Rows from a pointing dataset
+ + +

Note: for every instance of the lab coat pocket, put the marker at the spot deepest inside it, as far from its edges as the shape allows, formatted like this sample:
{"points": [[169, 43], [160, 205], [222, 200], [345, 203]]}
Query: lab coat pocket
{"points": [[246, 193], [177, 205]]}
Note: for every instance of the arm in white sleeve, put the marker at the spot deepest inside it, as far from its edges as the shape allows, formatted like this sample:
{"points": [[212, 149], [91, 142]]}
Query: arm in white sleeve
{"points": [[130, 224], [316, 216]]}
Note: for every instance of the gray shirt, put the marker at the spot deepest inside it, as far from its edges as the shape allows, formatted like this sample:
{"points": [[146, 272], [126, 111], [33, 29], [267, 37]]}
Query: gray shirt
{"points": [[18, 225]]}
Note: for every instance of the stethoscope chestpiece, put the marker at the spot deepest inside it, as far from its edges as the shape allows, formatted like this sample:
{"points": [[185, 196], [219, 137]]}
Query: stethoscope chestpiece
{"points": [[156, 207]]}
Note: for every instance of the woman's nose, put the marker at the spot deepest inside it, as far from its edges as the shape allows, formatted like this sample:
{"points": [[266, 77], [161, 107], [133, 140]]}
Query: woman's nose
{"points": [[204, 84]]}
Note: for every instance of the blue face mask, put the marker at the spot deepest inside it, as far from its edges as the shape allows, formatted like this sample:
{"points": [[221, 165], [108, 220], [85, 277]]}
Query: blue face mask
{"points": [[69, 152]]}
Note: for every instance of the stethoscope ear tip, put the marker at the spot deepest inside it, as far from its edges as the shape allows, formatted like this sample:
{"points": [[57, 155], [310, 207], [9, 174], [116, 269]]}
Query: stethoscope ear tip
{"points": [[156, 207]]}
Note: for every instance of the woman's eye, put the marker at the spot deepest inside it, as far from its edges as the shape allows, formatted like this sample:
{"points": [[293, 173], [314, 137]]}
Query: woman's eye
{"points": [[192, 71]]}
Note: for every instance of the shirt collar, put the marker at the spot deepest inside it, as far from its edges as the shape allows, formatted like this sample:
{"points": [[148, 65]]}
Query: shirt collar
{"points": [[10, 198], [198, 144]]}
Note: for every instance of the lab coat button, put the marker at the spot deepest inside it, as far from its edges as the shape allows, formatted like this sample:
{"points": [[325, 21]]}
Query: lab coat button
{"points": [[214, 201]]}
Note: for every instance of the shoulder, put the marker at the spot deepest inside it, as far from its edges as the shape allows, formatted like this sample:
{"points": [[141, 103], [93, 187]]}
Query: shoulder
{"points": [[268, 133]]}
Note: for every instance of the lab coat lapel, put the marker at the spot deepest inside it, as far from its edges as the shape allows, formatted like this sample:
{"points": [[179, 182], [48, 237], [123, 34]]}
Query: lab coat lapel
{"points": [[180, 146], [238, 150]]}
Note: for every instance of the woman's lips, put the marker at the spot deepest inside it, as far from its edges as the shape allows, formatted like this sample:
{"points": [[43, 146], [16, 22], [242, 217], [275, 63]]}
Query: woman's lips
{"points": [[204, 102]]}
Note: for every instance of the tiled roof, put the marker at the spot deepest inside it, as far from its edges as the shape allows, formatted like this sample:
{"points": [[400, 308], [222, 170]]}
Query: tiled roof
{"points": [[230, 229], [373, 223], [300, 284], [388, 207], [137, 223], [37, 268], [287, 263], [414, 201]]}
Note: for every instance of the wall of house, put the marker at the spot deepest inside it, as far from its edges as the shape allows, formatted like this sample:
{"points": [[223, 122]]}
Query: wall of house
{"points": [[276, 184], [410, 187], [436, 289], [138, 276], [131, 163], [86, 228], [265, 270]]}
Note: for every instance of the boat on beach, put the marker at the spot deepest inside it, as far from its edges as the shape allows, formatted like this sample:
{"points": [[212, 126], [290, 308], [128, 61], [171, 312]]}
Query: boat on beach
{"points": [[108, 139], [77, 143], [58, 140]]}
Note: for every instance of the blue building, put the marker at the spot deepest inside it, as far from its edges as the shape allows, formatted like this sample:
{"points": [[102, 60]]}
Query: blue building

+ + +

§ **To be done**: Print all of the data above again, word for word and line for line.

§ **Solution to this problem**:
Note: for every instance of the lab coat pocket, put the marker at the spot deepest inside it, as far from its edges as the shape allows, formatted like this sample:
{"points": [[169, 43], [160, 205], [222, 200], [345, 203]]}
Query: lab coat pocket
{"points": [[246, 193], [177, 205]]}
Note: for every instance of the arm in white sleeve, put the marker at the spot deepest inside it, as far from its edges as the shape allows, formatted like this sample:
{"points": [[212, 149], [91, 142]]}
Query: arm in white sleeve
{"points": [[130, 224], [316, 216]]}
Note: for every instance of the gray shirt, put the marker at the spot deepest inside it, as far from its edges as the shape allows, formatted like this sample:
{"points": [[146, 272], [126, 111], [33, 29], [267, 37]]}
Query: gray shirt
{"points": [[18, 225]]}
Note: for every instance of the stethoscope chestpiece, put the marker at the spot deepest inside it, as far from its edges as the shape allows, formatted like this sample:
{"points": [[185, 196], [219, 137]]}
Query: stethoscope chestpiece
{"points": [[156, 207]]}
Note: for every instance of the woman's nose, put the marker at the spot deepest inside it, as far from its edges as the shape allows, formatted like this sample:
{"points": [[266, 77], [161, 107], [133, 140]]}
Query: woman's nose
{"points": [[204, 84]]}
Note: for every instance of the blue face mask, put the marker at the spot deepest inside it, as far from its edges as the shape allows, formatted like this sample:
{"points": [[221, 165], [108, 220], [85, 277]]}
Query: blue face mask
{"points": [[69, 152]]}
Note: for every instance of the stethoscope ear tip, put the marker at the spot deepest inside it, as far from its edges as the shape allows, formatted like this sample:
{"points": [[57, 155], [310, 207], [9, 174], [116, 269]]}
Query: stethoscope ear tip
{"points": [[156, 207]]}
Note: for every instance of the woman's eye, put the marker at the spot deepest inside it, as far from its edges as the shape allows, formatted like this sample:
{"points": [[293, 173], [314, 137]]}
Query: woman's eye
{"points": [[192, 71]]}
Note: for every instance of the shirt collar, put the marker at the spot deepest inside it, as far from its edges as the shape allows, formatted like this sample:
{"points": [[148, 65]]}
Query: shirt collar
{"points": [[10, 198], [198, 144]]}
Note: for every instance of the lab coat button, put the marker at the spot deepest inside it, as far from its edges as the shape allows, formatted like this sample:
{"points": [[325, 21]]}
Query: lab coat button
{"points": [[214, 201]]}
Note: for every instance of the shoulder, put the marker at the spot deepest inside it, as far from its edges as the shape allows, formatted like this sample:
{"points": [[141, 103], [93, 187]]}
Query: shoulder
{"points": [[268, 133]]}
Note: for every instance of the lab coat lapel, put the marker at the spot deepest inside it, as far from its edges as the shape allows, formatted like this sample:
{"points": [[179, 182], [48, 237], [123, 34]]}
Query: lab coat lapel
{"points": [[180, 146], [238, 150]]}
Note: for every instance of the woman's lips, put the marker at the spot deepest inside it, as far from its edges as the shape allows, formatted like this sample:
{"points": [[43, 146], [16, 22], [242, 217], [275, 63]]}
Query: woman's lips
{"points": [[204, 102]]}
Note: for every instance of the tiled roof, put the marker at the spot deepest inside it, as far from its edges as the shape allows, formatted like this sample:
{"points": [[400, 308], [222, 170]]}
Query: tiled roof
{"points": [[230, 229], [373, 223], [300, 284], [388, 207], [137, 223], [37, 268], [287, 263], [414, 201]]}
Note: for every instance of the wall of house, put the marker at the spot deepest inside it, as far from its edges as the shape allows, formatted like this sample:
{"points": [[223, 122]]}
Query: wall of house
{"points": [[276, 184], [410, 187], [436, 289], [138, 276], [131, 163], [86, 228], [265, 270]]}
Note: for every instance of the boat on beach, put the marker at the spot deepest inside it, as far from its edges as the shape allows, formatted like this sample:
{"points": [[212, 126], [290, 308], [128, 61], [171, 312]]}
Query: boat on beach
{"points": [[108, 139], [77, 143], [58, 140]]}
Note: for every instance of the blue building, put the marker at the spot deepest inside it, as far from its edges as the shape allows, formatted like this sample:
{"points": [[102, 60]]}
Query: blue building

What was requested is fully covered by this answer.